#### RECORDS FOR THE EXERCISE ####

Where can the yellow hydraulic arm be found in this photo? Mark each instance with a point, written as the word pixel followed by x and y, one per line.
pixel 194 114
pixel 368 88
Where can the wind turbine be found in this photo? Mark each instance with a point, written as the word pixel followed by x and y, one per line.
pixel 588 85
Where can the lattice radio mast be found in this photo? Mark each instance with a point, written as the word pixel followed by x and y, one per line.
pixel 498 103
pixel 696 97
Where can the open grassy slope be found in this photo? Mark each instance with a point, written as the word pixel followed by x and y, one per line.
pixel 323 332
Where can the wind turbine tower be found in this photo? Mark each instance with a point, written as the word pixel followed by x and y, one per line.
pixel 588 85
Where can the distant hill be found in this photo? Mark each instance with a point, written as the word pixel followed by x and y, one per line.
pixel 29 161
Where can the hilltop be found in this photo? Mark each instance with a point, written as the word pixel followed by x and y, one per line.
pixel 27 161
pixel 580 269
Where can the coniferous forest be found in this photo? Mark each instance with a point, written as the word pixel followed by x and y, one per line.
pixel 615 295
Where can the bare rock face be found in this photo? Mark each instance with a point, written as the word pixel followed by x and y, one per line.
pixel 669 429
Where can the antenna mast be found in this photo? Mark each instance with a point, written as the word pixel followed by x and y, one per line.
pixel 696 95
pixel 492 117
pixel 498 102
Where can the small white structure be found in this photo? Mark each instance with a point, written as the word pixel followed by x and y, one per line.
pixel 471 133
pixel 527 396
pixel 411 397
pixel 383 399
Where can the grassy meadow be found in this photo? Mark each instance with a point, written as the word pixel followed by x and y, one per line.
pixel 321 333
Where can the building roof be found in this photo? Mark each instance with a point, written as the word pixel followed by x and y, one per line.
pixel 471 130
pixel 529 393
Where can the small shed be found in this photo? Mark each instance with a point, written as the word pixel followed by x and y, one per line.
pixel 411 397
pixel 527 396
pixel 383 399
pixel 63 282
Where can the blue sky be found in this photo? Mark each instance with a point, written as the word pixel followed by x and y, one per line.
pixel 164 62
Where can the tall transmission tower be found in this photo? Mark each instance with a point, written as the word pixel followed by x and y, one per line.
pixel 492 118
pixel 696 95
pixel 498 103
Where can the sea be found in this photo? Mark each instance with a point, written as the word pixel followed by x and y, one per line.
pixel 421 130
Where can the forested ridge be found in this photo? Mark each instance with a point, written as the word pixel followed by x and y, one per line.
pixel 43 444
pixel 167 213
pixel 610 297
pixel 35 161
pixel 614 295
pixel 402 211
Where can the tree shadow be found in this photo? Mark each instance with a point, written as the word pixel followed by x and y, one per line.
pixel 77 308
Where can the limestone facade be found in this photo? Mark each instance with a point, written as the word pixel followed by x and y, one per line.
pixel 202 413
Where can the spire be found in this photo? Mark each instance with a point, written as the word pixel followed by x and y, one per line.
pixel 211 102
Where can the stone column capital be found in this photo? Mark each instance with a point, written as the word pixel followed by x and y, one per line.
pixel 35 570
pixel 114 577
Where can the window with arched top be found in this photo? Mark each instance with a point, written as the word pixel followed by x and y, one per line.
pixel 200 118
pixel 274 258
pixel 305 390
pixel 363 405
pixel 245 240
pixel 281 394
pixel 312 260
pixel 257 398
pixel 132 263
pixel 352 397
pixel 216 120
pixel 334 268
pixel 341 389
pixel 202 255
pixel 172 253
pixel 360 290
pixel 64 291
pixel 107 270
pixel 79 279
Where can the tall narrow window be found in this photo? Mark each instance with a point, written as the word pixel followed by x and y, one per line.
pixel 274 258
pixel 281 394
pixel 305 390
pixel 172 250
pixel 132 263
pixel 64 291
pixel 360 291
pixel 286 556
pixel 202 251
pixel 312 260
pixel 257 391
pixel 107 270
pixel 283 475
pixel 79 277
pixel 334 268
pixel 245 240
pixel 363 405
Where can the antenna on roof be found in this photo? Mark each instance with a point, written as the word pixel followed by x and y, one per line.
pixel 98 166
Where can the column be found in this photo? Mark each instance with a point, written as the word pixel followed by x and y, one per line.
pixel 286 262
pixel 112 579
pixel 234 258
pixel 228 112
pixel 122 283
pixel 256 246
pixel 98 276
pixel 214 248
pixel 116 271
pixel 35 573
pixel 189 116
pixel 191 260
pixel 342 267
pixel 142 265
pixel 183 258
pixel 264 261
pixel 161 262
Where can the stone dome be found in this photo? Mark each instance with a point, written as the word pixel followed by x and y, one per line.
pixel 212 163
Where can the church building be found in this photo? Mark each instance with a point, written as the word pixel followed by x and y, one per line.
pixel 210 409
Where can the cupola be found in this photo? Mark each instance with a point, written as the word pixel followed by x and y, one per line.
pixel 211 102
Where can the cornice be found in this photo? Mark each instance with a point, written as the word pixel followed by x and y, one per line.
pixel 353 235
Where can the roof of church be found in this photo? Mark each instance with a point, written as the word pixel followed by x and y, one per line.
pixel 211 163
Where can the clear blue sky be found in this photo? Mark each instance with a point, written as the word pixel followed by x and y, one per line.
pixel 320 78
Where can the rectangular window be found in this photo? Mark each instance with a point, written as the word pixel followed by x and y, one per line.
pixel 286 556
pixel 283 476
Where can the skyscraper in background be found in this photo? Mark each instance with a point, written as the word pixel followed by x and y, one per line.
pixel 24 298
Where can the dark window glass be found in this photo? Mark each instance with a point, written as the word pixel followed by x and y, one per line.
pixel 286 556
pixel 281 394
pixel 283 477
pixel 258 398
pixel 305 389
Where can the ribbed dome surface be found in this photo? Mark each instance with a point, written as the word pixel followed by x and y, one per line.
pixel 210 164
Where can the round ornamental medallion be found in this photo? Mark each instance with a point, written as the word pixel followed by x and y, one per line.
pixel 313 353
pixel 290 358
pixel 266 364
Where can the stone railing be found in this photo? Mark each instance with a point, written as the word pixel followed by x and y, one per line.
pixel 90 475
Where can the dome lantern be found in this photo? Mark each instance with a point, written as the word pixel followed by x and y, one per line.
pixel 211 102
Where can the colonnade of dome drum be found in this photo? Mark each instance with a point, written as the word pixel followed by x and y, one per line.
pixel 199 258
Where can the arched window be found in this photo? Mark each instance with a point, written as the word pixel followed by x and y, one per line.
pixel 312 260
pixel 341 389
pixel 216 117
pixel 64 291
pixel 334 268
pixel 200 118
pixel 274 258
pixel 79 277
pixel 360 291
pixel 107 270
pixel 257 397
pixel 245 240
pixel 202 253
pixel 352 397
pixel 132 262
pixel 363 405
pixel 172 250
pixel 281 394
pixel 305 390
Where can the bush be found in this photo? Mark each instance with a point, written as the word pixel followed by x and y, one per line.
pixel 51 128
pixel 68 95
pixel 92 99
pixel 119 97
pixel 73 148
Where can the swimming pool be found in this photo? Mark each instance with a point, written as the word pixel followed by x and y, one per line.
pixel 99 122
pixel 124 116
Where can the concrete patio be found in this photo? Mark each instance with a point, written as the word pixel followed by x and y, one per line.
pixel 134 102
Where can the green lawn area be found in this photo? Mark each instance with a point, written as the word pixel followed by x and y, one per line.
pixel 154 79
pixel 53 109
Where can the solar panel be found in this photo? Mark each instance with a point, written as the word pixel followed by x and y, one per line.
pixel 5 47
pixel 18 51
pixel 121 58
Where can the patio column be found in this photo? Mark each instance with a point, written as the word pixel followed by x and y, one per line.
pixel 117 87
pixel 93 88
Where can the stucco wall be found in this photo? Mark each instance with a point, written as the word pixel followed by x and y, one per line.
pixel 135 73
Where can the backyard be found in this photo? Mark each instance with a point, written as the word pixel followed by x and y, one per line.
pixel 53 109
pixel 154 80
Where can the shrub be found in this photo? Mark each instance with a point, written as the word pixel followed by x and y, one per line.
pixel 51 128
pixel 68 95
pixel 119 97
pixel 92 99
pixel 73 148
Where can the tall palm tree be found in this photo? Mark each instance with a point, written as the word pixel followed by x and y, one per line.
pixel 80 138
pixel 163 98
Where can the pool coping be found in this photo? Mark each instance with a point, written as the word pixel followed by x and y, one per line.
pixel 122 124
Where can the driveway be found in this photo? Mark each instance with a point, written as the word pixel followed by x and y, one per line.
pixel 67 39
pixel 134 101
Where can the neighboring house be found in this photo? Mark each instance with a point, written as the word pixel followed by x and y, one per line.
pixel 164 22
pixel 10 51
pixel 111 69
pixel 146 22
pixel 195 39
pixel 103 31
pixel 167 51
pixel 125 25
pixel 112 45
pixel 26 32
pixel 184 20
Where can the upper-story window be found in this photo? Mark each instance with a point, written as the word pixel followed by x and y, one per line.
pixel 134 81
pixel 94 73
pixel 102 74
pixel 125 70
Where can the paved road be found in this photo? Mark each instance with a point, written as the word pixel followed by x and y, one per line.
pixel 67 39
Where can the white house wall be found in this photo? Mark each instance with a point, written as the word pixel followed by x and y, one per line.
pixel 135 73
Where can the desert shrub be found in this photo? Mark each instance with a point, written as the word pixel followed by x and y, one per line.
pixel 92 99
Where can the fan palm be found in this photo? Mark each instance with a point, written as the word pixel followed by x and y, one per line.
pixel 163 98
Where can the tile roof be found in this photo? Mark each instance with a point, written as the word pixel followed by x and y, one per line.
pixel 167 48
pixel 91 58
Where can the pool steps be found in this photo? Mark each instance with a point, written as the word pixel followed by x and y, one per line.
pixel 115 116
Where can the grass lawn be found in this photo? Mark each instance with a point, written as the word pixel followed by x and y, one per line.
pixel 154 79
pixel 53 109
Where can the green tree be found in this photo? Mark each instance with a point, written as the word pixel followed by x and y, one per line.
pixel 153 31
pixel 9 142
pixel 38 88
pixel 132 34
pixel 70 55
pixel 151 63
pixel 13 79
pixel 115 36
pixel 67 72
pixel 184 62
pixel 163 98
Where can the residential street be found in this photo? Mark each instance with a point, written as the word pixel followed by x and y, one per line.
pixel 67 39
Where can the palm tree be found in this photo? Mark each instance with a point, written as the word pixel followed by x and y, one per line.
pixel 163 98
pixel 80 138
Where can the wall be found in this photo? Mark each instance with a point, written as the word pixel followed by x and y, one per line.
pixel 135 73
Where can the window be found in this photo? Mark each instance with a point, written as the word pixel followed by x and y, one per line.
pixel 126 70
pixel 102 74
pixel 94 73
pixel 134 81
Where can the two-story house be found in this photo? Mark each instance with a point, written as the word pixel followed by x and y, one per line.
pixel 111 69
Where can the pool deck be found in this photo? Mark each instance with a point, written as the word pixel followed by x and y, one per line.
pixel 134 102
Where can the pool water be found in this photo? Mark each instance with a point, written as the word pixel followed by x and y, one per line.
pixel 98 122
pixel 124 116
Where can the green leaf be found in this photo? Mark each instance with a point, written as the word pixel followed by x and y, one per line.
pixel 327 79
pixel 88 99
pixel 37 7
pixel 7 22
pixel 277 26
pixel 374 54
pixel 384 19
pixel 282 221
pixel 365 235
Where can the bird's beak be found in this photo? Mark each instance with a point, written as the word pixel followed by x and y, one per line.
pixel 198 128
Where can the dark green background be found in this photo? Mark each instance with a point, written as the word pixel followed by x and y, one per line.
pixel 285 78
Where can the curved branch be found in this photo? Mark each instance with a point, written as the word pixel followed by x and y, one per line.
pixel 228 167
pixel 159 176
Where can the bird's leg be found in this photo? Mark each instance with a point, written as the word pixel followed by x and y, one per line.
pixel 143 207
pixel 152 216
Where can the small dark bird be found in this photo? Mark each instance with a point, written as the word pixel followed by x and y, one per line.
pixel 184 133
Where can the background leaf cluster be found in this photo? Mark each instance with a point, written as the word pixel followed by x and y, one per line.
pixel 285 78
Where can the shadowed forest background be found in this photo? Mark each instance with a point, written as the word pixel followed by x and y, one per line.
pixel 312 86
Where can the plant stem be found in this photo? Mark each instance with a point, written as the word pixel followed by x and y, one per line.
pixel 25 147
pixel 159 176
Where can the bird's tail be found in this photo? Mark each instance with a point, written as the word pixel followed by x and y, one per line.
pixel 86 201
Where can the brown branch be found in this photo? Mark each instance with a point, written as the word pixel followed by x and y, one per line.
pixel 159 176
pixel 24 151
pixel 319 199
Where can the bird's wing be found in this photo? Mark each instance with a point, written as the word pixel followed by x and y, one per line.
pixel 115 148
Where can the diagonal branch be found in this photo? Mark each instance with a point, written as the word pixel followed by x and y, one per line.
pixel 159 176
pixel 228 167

####

*WORK REQUIRED*
From the records above, pull out every line from the one containing "Where can the patio" through the one containing "pixel 134 101", including both, and reproduce each line unchanged.

*SOLUTION TO THE PROBLEM*
Where can the patio column be found in this photo? Mark each instance with a point, written as the word pixel followed by x and y, one per line.
pixel 117 87
pixel 93 88
Where can the stucco wall be found in this photo? Mark each instance with a point, written as the word pixel followed by x and y, one per line.
pixel 135 73
Where can the backyard be found in this photo? Mark each instance with a point, written as the word pixel followed by x and y, one per line.
pixel 53 109
pixel 154 80
Where can the shrub be found in this photo? Mark each instance with a point, written as the word pixel followed by x and y, one per line.
pixel 51 128
pixel 68 95
pixel 119 97
pixel 92 99
pixel 73 148
Where can the tall palm tree be found in this photo? Mark each instance with a point, written as the word pixel followed by x and y, one per line.
pixel 80 138
pixel 163 98
Where can the pool coping be found in this photo? Mark each instance with a point, written as the word pixel followed by x and y, one per line.
pixel 122 124
Where can the driveway be found in this photo? Mark each instance with a point, written as the word pixel followed by x and y, one per line.
pixel 67 39
pixel 134 101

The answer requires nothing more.